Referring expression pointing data
>>>

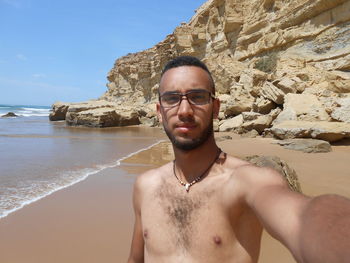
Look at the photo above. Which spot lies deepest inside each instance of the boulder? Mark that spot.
(231, 124)
(303, 107)
(271, 92)
(306, 145)
(241, 100)
(259, 124)
(263, 105)
(59, 111)
(323, 130)
(9, 115)
(287, 85)
(280, 166)
(102, 117)
(342, 111)
(249, 134)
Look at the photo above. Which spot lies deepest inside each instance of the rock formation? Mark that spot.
(280, 61)
(9, 115)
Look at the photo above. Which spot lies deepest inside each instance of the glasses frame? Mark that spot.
(212, 96)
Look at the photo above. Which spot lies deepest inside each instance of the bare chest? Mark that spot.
(175, 221)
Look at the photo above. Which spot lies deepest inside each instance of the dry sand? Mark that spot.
(92, 220)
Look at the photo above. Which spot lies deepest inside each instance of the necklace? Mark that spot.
(197, 179)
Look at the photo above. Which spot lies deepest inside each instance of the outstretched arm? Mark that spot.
(325, 230)
(137, 245)
(313, 229)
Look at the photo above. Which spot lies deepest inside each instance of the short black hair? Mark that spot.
(188, 61)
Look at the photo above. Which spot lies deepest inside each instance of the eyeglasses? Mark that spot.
(194, 97)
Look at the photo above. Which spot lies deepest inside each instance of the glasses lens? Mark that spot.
(199, 97)
(170, 99)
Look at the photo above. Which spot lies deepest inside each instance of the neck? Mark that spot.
(191, 164)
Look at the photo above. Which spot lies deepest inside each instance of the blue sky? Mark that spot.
(62, 50)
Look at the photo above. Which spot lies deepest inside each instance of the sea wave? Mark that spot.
(37, 191)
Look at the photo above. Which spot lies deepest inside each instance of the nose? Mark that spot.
(185, 109)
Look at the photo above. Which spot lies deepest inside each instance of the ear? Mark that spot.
(159, 112)
(216, 108)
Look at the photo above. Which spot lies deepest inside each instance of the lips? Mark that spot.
(185, 127)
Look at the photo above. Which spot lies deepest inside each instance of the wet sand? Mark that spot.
(92, 220)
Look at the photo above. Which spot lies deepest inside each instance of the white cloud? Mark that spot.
(38, 75)
(14, 3)
(21, 57)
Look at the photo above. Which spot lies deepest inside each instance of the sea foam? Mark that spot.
(68, 179)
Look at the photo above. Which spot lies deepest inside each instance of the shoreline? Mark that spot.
(92, 221)
(78, 180)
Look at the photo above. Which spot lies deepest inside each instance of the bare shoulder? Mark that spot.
(250, 178)
(151, 179)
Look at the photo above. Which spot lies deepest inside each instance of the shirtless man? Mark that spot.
(209, 207)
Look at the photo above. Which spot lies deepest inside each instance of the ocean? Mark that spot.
(39, 157)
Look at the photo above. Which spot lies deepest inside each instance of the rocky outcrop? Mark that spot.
(290, 57)
(102, 114)
(9, 115)
(306, 145)
(323, 130)
(59, 111)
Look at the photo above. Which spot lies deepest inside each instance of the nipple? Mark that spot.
(145, 233)
(217, 240)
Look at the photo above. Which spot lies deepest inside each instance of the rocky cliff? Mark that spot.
(281, 68)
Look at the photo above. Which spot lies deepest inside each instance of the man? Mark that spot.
(209, 207)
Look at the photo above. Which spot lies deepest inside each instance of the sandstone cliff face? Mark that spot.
(258, 51)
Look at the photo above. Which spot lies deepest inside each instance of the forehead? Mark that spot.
(185, 78)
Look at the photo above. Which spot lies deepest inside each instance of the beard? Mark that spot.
(191, 143)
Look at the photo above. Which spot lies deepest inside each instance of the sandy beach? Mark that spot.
(92, 221)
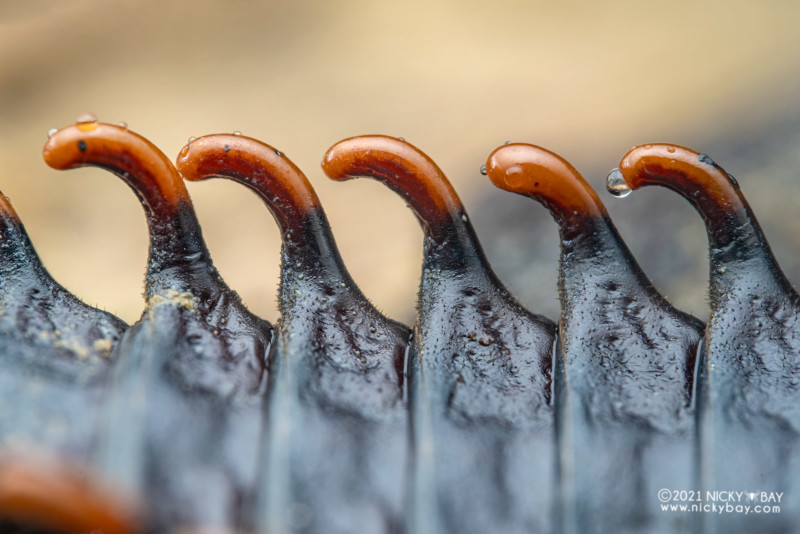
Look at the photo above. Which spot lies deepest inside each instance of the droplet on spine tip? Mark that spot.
(616, 184)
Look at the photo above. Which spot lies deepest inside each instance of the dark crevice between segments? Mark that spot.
(748, 422)
(480, 368)
(335, 450)
(55, 365)
(627, 358)
(184, 414)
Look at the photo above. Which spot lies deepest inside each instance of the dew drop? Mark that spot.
(86, 118)
(616, 184)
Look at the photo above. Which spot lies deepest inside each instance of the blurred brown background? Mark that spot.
(456, 78)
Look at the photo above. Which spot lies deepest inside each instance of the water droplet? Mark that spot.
(616, 184)
(86, 118)
(515, 176)
(705, 159)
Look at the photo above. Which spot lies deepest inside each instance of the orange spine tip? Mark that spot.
(278, 181)
(547, 178)
(130, 156)
(403, 168)
(696, 177)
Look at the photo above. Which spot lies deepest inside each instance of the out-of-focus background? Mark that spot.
(456, 78)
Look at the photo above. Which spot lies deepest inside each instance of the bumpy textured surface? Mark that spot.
(749, 420)
(479, 369)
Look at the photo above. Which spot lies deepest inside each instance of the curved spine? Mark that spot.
(338, 365)
(480, 368)
(195, 360)
(625, 407)
(748, 384)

<<<

**How to complete this task**
Transcribe the whole of the data exactly, minus any pictures.

**Result for this exercise**
Look at the photo above. Which spot lies deepest inside each instance of the boulder? Mark that spot.
(231, 124)
(303, 107)
(271, 92)
(306, 145)
(241, 100)
(259, 124)
(263, 105)
(59, 111)
(323, 130)
(9, 115)
(287, 85)
(280, 166)
(102, 117)
(342, 111)
(249, 134)
Look at the photo above. Which spot lies deepest inside each instance of the rock formation? Mark that spot.
(280, 61)
(9, 115)
Look at the photo above. Which spot lies deepest inside each instance of the glasses frame? Mark that spot.
(212, 96)
Look at the photo above. Which spot lies deepest inside each instance of the bare chest? Mark that spot.
(175, 221)
Look at the photo above. Which spot lies deepest inside each instance of the dry sand? Mark that spot.
(92, 220)
Look at the photo above. Which spot lies deepest inside each instance of the necklace? Mark that spot.
(197, 179)
Look at the photo above. Which spot lies deepest inside each instance of the outstretched arm? Mark that spot.
(325, 230)
(137, 245)
(313, 229)
Look at the photo above. Which spot lies deepest inside each instance of the short black hair? Mark that spot.
(188, 61)
Look at the photo above. Which spot lies deepest inside each instance of the eyeglasses? Mark that spot.
(194, 97)
Look at the photo above. Which spot lies deepest inside each instance of the glasses lens? Mark that spot.
(199, 97)
(170, 99)
Look at the photo above. Which spot lies deepest inside each instance of the neck? Mark that spot.
(191, 164)
Look at the photo above. Which spot lies deepest inside each instance of the blue sky? Mark that spot.
(62, 50)
Look at the photo above. Which spot lies deepest inside each instance of the sea wave? Mark that spot.
(37, 191)
Look at the photo above. Which spot lies deepest inside each instance of the nose? Mark that spot.
(185, 109)
Look at the photo above. Which spot lies deepest inside each instance of the ear? Mark that spot.
(159, 112)
(216, 108)
Look at the photo above. Which spot lies deepest inside each instance of the lips? Mark that spot.
(185, 127)
Look at the photo above. Which spot lies deepest inside each instance of the wet sand? Mark that spot.
(92, 220)
Look at the photo above. Which spot lies deepest inside each instance of the white cloud? Mark that spot.
(38, 75)
(14, 3)
(21, 57)
Look at the photo above. Which spot lies deepest inside each instance of the sea foam? Mark that spot.
(68, 179)
Look at the photo above. Which spot lies deepest inside each instance of the shoreline? Mark that spot.
(92, 221)
(78, 180)
Look at the photo above. Which spot lies deepest inside each instance of the bare shoulder? Mark that spot.
(250, 178)
(151, 179)
Look at the photo above. Which spot lies deepest inside each instance of the shirtless man? Mark that spot.
(209, 207)
Look at the photo above. Which spot lies deepest inside each instance of the ocean? Mark that spot.
(39, 157)
Look at the photo above. Which spot lies deepest inside each instance of the rocky outcrop? Mark that spot.
(290, 57)
(102, 114)
(9, 115)
(306, 145)
(323, 130)
(59, 111)
Look at the photo above. Which spot lies deepest inside each instance of the nipple? Mark that spot.
(145, 233)
(217, 240)
Look at the photo above. Which spot lies deepest inside each instance of the rocky cliff? Mark that spot.
(281, 68)
Look at the photo above. Which spot lies deepest inside each instance of the man? Mark that spot.
(209, 207)
Look at the photo above. Which spot lies deepest inside each instance of the sandstone cliff face? Mark that spot.
(258, 51)
Look at the photo above. Which spot lies deepest inside each instance of the forehead? Mark that spot.
(185, 78)
Look at the photo above. Which spot lies deepest inside each instance of the beard? Mark that spot.
(191, 143)
Look at the photo above. Which spot lies deepest inside each instance of the sandy beach? Mark that spot.
(92, 221)
Look at the photo above. Which spot lies deepest inside each instance of the droplet on spine tip? Mark that spot.
(616, 184)
Look at the photo above. Which spot lies deepest inside each instance of the dark crevice between segments? Mark that spot.
(748, 422)
(480, 368)
(335, 450)
(55, 365)
(627, 358)
(184, 414)
Look at the photo above. Which spot lies deepest inside each instance of the dew drop? Mark that spot.
(86, 118)
(616, 184)
Look at the photo above. Which spot lies deepest inside each instance of the blurred brown background? Mark that spot.
(456, 78)
Look at the photo above. Which spot lies deepest inside each instance of the water droplet? Mark that spot.
(616, 184)
(86, 118)
(515, 176)
(705, 159)
Look at the photo above. Which spot lies deepest inside each instance of the orange spine tip? Mark that spot.
(278, 181)
(547, 178)
(130, 156)
(403, 168)
(696, 177)
Look at the photo above. Which spot lies deepest inside each instance of the out-of-focus background? Mark that spot.
(456, 78)
Look at the photo above. Which spot lies deepest inside each instance of the bumpy textured surface? Mark that spot.
(749, 420)
(479, 369)
Look at the photo above. Which spot lies deepest inside each instance of the curved spine? Mark that spot.
(338, 365)
(480, 368)
(195, 360)
(625, 407)
(748, 384)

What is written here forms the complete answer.